---- SOURCE DATA

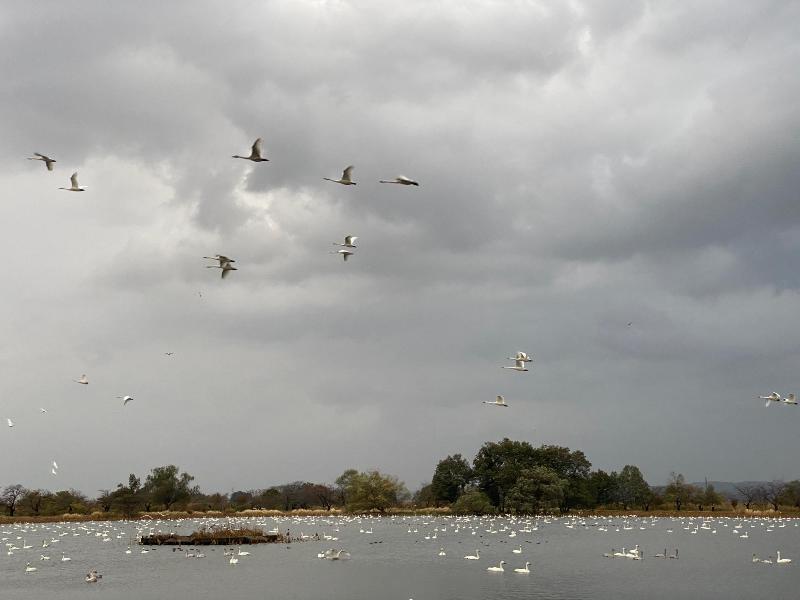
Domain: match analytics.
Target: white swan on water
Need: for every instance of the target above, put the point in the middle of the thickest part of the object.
(498, 569)
(525, 569)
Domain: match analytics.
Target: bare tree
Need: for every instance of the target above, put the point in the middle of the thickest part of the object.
(11, 496)
(773, 491)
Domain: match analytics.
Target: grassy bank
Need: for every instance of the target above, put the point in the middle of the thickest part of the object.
(110, 516)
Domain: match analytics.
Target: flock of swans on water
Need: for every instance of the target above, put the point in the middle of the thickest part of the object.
(504, 537)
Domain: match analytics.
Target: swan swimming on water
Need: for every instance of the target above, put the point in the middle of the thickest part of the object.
(498, 569)
(525, 569)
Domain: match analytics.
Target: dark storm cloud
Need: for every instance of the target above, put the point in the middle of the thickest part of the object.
(582, 165)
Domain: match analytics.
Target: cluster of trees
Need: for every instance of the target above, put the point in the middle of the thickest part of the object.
(504, 476)
(512, 476)
(166, 488)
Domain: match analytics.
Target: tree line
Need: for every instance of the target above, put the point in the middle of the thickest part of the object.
(503, 477)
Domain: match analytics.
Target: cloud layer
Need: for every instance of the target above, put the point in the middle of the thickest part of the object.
(582, 166)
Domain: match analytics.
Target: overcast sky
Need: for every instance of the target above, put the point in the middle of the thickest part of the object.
(582, 165)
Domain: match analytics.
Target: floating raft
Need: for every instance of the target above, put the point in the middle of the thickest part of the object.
(205, 540)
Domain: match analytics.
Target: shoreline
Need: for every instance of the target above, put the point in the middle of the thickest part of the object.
(433, 512)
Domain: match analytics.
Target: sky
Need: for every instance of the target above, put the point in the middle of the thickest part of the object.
(582, 165)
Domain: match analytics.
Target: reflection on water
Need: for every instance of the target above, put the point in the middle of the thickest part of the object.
(399, 558)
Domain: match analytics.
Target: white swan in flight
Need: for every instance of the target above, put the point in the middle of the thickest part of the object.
(75, 187)
(525, 569)
(255, 153)
(345, 180)
(499, 401)
(401, 180)
(221, 258)
(345, 253)
(498, 569)
(349, 242)
(48, 162)
(226, 268)
(519, 365)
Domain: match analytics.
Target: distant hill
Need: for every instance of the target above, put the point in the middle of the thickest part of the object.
(728, 488)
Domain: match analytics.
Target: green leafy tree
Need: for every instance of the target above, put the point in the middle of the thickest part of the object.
(67, 502)
(166, 486)
(451, 477)
(749, 493)
(497, 467)
(537, 489)
(34, 501)
(343, 482)
(473, 502)
(711, 497)
(678, 491)
(571, 466)
(773, 493)
(602, 487)
(424, 496)
(632, 489)
(374, 491)
(791, 494)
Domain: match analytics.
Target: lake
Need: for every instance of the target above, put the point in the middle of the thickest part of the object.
(396, 558)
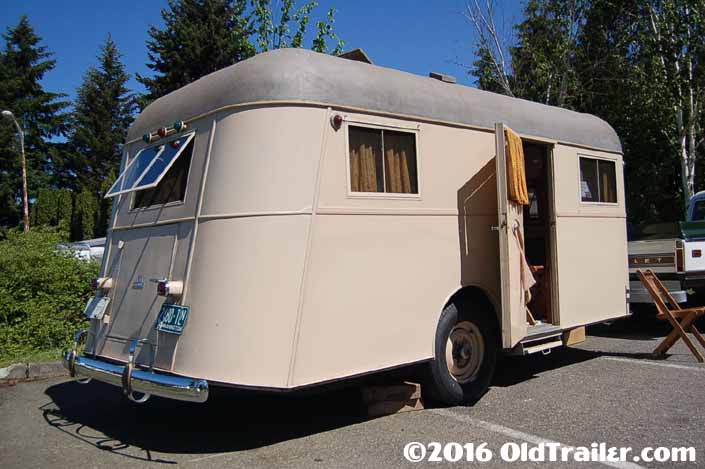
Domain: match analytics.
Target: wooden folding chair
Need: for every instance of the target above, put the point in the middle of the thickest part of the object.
(687, 316)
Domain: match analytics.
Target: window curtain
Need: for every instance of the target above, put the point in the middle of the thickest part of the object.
(398, 177)
(516, 170)
(363, 169)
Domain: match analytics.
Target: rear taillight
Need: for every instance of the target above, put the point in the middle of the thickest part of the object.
(101, 282)
(167, 288)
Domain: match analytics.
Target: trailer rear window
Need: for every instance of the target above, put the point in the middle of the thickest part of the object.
(172, 187)
(382, 161)
(150, 166)
(598, 180)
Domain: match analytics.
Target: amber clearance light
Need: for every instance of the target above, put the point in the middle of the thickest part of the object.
(103, 283)
(170, 288)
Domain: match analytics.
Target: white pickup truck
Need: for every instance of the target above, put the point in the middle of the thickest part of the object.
(674, 251)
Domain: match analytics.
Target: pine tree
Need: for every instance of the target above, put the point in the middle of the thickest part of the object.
(544, 57)
(103, 112)
(200, 37)
(23, 63)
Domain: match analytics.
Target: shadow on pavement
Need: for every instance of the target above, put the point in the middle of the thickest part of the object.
(230, 421)
(636, 327)
(99, 415)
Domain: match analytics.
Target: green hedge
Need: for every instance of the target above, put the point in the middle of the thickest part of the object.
(42, 293)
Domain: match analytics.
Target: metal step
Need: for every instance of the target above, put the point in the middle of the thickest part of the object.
(541, 330)
(539, 338)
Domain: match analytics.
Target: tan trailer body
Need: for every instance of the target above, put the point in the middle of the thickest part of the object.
(292, 279)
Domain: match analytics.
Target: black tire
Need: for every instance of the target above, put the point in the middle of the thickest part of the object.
(440, 385)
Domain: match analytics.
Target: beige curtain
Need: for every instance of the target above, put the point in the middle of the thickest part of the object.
(363, 169)
(607, 193)
(397, 172)
(516, 170)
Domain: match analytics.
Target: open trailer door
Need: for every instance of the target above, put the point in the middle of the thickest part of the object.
(511, 256)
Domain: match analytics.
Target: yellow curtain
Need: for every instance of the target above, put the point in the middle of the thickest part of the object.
(363, 170)
(516, 170)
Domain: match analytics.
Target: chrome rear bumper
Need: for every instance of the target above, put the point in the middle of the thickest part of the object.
(132, 379)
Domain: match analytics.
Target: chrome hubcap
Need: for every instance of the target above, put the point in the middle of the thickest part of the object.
(465, 351)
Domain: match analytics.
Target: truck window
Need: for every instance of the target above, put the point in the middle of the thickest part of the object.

--------

## WORK REQUIRED:
Leaving aside the images, write out the entries above word for word.

## COMPLETE RESPONSE:
Domain: match analytics.
Target: white swan on water
Need: for every instance of the target above, put the point in the middle of the thickest part of the object.
(498, 569)
(525, 569)
Domain: match analytics.
Target: bare tree
Need: for every instance of the target above, put the point in the middle of the thickest part of the object.
(11, 496)
(773, 491)
Domain: match analytics.
Target: grassy bank
Need: for every instance of the target above, put the point in the middle of the thickest part of the object.
(110, 516)
Domain: match analytics.
Target: flock of swans on water
Need: for every instance of the target above, put the point in the middle of the thickest part of the object.
(504, 537)
Domain: match analytics.
Target: swan swimming on water
Need: for every instance of the target above, put the point in the middle of the thickest part of the object.
(498, 569)
(525, 569)
Domain: match analytics.
Target: dark storm cloud
Need: for every instance of the target above, put the point in the middle of the thickest part of the object.
(582, 165)
Domain: match analytics.
Target: cluster of trees
Need: for every instance of the target above, put the point in the middle of the thickest part of the object.
(504, 476)
(512, 476)
(166, 488)
Domain: match analytics.
Target: tree line
Need: for every instance of the target above, put the point in the middle of the thickest part of the object.
(503, 477)
Domain: match analytics.
Target: cloud layer
Need: for every instance of the target above, put the point in the middle of the thickest part of the object.
(582, 166)
Domain: match analytics.
Target: overcast sky
Need: for every instance of the target above, put the point in the middle of the thickest part of the object.
(582, 165)
Domain: match analytics.
Target: floating raft
Need: for every instance of the target above, put the point in the middle of the thickest part of the object.
(205, 540)
Domain: match analytics.
Target: shoreline
Need: for every instance of the target above, put the point in the middle of the thickest part of the object.
(433, 512)
Domain: match analytics.
Target: sky
Need: for every instance of the target above, put the point in the middle of the thickest part of the object.
(582, 165)
Domain: match analytics.
Target: reflection on water
Need: for every instance of the target above, put the point in the middle of the thickest part of the object.
(399, 558)
Domain: match analytics.
Target: white swan in flight
Need: for every instance of the target above, put the point in the middle of the thickest part of the object.
(75, 187)
(525, 569)
(255, 153)
(345, 180)
(499, 401)
(401, 180)
(221, 258)
(345, 253)
(498, 569)
(349, 242)
(48, 162)
(226, 268)
(519, 365)
Domain: match analytics.
Target: distant hill
Need: for every instance of the target above, put the point in the middle of the thickest part of the object.
(728, 488)
Domain: match analytics.
Target: green leafy tree
Need: for every instance of the target above, put the point in the middle of the thickest part of the object.
(67, 502)
(166, 486)
(451, 477)
(749, 493)
(497, 467)
(537, 489)
(34, 501)
(343, 482)
(473, 502)
(711, 497)
(678, 491)
(571, 466)
(773, 493)
(602, 487)
(424, 496)
(632, 489)
(374, 491)
(791, 494)
Domain: match analytics.
Target: lake
Need: for every instance of the target above, put the point in the middle of the thickest part of the object.
(396, 558)
Domain: match analytics.
Target: wooden folding chair
Need: for every instance of the target above, put the point in the middle of the thickest part of the object.
(687, 316)
Domain: match analytics.
Target: window curtain
Need: for every instance of the target above, put the point in the middle of the thickest part of the object.
(398, 177)
(516, 170)
(363, 169)
Domain: match analytics.
Target: rear taillight
Need: for every instance of the target above, put the point in the middle of the thickest part of the object.
(101, 282)
(167, 288)
Domain: match analytics.
Target: trailer rear window
Need: for every instance of the target above, put the point in the middle of the thickest part of the object.
(172, 187)
(382, 161)
(150, 166)
(598, 180)
Domain: match analytics.
Target: amber clearance light
Need: for every instance of the target above, put the point in the middle of the thickest part of the object.
(103, 283)
(170, 288)
Domain: match analytics.
Target: white pickup truck
Need: for every instance of the target above, put the point in the middle of the thickest part of the object.
(674, 251)
Domain: match analytics.
Target: pine tree
Need: for every instance of the target above, put the point in the middle of the thickest part of the object.
(544, 57)
(103, 112)
(200, 37)
(23, 63)
Domain: match analytics.
Target: shadow on pavement
Need: for every instance of the target above, put the point in the middle of the thickest part of the object.
(230, 421)
(636, 327)
(99, 415)
Domain: match analytics.
Target: green hedge
Need: for every instance of the target above, put the point in the middle of the thickest part of the object.
(42, 293)
Domain: match analytics.
Target: metal step
Need: for every instance of the target above, put the point in the middle of the thickest part of the object.
(541, 330)
(539, 338)
Domain: match analytics.
Target: tan trailer body
Need: for every instance of the target above, put the point in the middle of the thickest part of the object.
(292, 279)
Domain: match analytics.
Target: black tire
Need: for every instance of the target above, put the point in the middle of the thickest part of the object.
(440, 385)
Domain: match analytics.
Target: beige curtain
Need: for every instance of the target above, put the point in the middle of the thickest part of the object.
(363, 169)
(607, 193)
(397, 172)
(516, 170)
Domain: match analytics.
Target: open trailer door
Need: for every instance of the target above, put the point in the middle of the thickest part of the object.
(511, 256)
Domain: match analytics.
Target: yellow curtain
Need: for every instance of the target above, put the point in the middle of the thickest part of the object.
(363, 170)
(516, 170)
Domain: match analytics.
Target: chrome rear bumper
Need: for every instance of the target above, put the point in the middle of the thickest part of the object.
(132, 379)
Domain: match analytics.
Target: chrome hubcap
Need: for every instance of the target above, put the point in the middle of the thickest part of the object.
(465, 351)
Domain: match analytics.
Target: truck window
Need: for every instance of the target above, put the point in the middle of the thickest part of the object.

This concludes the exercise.